--- DATA FOR THIS TASK ---
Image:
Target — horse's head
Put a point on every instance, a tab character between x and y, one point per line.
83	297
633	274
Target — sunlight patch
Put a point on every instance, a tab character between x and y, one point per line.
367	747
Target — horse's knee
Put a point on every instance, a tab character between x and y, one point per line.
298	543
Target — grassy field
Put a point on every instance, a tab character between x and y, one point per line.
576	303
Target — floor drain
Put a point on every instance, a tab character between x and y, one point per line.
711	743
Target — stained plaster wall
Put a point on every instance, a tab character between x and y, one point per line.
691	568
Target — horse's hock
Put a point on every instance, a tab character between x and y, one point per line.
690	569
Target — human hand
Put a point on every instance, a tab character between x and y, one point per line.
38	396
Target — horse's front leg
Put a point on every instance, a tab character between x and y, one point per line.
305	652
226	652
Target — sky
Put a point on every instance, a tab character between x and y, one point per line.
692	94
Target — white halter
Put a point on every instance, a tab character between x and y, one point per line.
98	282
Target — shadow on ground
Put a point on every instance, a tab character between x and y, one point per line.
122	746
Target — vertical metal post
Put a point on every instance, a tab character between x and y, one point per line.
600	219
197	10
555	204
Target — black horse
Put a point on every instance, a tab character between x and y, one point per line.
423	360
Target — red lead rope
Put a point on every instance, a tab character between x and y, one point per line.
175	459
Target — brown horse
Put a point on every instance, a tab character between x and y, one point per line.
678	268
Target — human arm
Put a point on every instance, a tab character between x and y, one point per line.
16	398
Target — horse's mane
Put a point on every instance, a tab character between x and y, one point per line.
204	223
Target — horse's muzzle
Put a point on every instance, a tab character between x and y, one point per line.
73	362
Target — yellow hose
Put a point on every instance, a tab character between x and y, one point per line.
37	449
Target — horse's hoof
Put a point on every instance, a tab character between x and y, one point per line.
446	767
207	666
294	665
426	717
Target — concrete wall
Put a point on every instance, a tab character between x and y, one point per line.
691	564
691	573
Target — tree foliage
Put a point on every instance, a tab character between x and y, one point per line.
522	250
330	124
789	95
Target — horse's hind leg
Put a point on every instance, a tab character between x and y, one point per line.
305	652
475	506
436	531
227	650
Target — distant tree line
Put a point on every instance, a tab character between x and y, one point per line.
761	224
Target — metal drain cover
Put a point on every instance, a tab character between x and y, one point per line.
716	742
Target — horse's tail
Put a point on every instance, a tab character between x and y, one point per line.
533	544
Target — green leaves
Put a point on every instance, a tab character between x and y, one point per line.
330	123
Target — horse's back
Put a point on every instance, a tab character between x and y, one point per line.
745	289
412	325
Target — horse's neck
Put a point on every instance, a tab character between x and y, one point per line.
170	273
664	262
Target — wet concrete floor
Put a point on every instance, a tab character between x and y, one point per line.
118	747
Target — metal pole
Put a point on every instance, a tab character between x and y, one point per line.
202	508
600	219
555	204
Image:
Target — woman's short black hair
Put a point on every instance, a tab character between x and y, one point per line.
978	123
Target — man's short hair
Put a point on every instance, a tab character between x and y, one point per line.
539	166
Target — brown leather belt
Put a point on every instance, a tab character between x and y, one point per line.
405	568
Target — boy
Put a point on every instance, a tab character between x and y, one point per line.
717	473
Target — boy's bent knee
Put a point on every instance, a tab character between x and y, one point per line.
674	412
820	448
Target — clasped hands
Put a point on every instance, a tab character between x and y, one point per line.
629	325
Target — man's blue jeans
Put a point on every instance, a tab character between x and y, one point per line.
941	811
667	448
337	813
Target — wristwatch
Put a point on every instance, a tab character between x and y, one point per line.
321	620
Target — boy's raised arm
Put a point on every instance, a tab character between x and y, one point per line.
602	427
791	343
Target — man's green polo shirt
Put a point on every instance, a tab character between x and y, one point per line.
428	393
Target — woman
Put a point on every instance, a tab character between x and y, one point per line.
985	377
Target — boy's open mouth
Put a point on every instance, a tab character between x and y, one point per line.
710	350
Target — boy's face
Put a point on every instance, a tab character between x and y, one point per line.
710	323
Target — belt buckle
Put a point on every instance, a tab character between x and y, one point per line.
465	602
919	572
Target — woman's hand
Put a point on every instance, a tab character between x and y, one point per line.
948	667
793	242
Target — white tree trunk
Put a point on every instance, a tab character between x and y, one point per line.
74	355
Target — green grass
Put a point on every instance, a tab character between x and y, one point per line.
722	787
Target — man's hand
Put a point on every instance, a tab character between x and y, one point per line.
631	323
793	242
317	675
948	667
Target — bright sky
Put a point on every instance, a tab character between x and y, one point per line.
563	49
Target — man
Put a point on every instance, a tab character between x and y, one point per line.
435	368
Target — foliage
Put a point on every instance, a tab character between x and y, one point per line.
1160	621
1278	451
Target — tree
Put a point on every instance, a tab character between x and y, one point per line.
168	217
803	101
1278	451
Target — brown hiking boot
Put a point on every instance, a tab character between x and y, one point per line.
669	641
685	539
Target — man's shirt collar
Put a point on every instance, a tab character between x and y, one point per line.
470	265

--- WHAT TO DO ---
All records above must be set down exactly, please.

--- TASK RESULT ---
Image:
Target — horse's head
Put a point on every instance, a tab character between x and y, one point per line.
83	297
633	274
Target — sunlight patch
Put a point on every instance, a tab character between x and y, one point per line.
367	747
Target — horse's knee
Put a point on every instance, a tab character between x and y, one point per line.
298	543
Target — grassy field
Put a point on every instance, a tab character between x and y, one point per line.
576	303
Target — floor drain
Put a point on every instance, a tab character between x and y, one point per line.
711	743
Target — stained plaster wall
Put a point on every instance, a tab character between x and y, one point per line.
691	568
Target — horse's hock
Put a point on every instance, a tab character between x and y, one point per line.
690	569
Target — human hand
Put a point on every instance, a tab character between x and y, one point per line.
38	396
Target — horse's front leg
Put a point on every instance, a tab character between x and y, one point per line.
305	652
226	652
Target — sky
Put a point on every instance, a tab character between x and y, one point per line.
692	94
Target — white halter
Put a point on every instance, a tab character between x and y, one point per line.
98	282
Target — shadow on ground
Put a point on every instance, a tab character between x and y, one point per line.
122	746
Target — vertical metal post
Put a point on every instance, a tab character between x and y, one point per line.
600	219
197	10
555	204
Target — black horse
Put a point on every instance, a tab character between x and y, one point per line.
423	360
Target — red lead rope
Put a point on every instance, a tab character between x and y, one point per line.
175	459
Target — brown horse
Put a point on every instance, a tab character between x and y, one point per line.
678	268
Target — human arm
Put a point on every instance, a tab character between x and y, one point per line.
16	398
Target — horse's mane
Put a point on every instance, a tab character between x and y, one point per line.
204	223
Target — horse's muzzle
Put a point on every instance, a tab character between x and y, one point per line.
73	362
Target — yellow hose
Put a point on every instance, a tab character between x and y, one point per line.
37	449
Target — horse's hoof
Put a point on every instance, a tab character between x and y, one point per line.
446	767
207	666
294	665
426	717
Target — concrete wall
Put a point on every instance, a tab character between x and y, one point per line.
691	564
691	573
Target — tree foliage
Put a point on every instance, a tab character between x and y, one point per line.
522	250
330	124
789	95
Target — horse's hind leg
Put a point on every instance, a tab character between x and y, one point per line.
305	652
475	506
436	531
227	650
Target — distant tree line
Put a point on every instance, a tab character between x and y, one point per line.
761	224
Target — metal drain cover
Put a point on every instance, a tab character between x and y, one point per line.
716	742
Target — horse's tail
Put a point on every instance, a tab character between x and y, one point per line.
533	544
Target — green leaves
Put a point on every instance, a tab character between x and y, one point per line.
330	123
Target — horse's back
Put a point on every instance, a tab character between x and y, one point per line.
745	289
412	325
Target — horse's neck
Put a point on every instance, a tab character between x and y, one point per line.
170	273
664	262
Target — wet concrete floor
Put a point on every instance, a tab character between x and y, one point per line.
118	747
Target — metal pole
Put a point on every instance, a tab character between x and y, one point per line.
202	508
600	219
555	204
Image:
Target — woman's short black hair
Put a point on every instance, a tab character between x and y, one point per line.
978	123
Target — man's short hair
Put a point on every instance, a tab character between x and y, one point per line.
539	166
Target — brown leather belt
Put a point on every instance, a tab character between x and y, one point per line.
405	568
Target — boy
Put a point on every instance, a tab character between x and y, one point per line.
717	473
Target — boy's bent knee
Put a point on every instance, a tab character between x and y, one point per line.
674	412
820	448
Target — clasped hands
Put a point on every instance, a tab character between x and y, one point per line.
629	325
Target — man's blue jeans
Put a point on every instance, a tab character between x and y, one point per line.
941	811
667	448
337	813
Target — wristwatch
Put a point on every instance, a tab character between x and y, one point per line.
321	620
Target — boy's raised arm
Put a point on every instance, a tab character between x and y, one point per line.
602	427
791	343
Target — man's green polo shirt
Put a point on every instance, a tab character between x and y, one point per line.
428	393
Target — woman
Put a point on every instance, a tab character between x and y, one point per line.
985	377
Target — boy's open mouth
Put a point on every instance, a tab character between x and y, one point per line.
710	350
Target — boy's face
Put a point on every instance, a tab character between x and y, one point per line.
710	323
Target — belt buckle
Put a point on every instance, a tab character between x and y, one point per line.
465	602
919	572
Target — woman's hand
Put a point on every instance, a tab character between x and y, one point per line.
948	667
793	242
Target — white tree trunk
Put a point on every instance, a tab character between x and y, one point per line.
74	355
Target — green grass
Put a point on every instance, a tab character between x and y, one point per line.
722	787
Target — man's hand
Put a point on every instance, a tab character between x and y, one point per line.
631	323
793	242
317	675
948	667
Target — bright sky
Put a point on every instance, a tab character between x and y, one point per line.
563	49
Target — man
Put a point on every instance, a tab character between x and y, one point per line.
435	368
Target — foliage
Put a point on every instance, a tab character between x and y, one point per line.
1160	621
1278	451
Target — tree
Put a point on every instance, a tab character between x and y, one point per line.
168	217
803	101
1278	451
Target — brown hiking boot
Put a point on every instance, a tab character between x and y, one point per line.
669	641
685	539
Target — man's shirt collar
Put a point on every instance, a tab character between x and y, one point per line.
470	265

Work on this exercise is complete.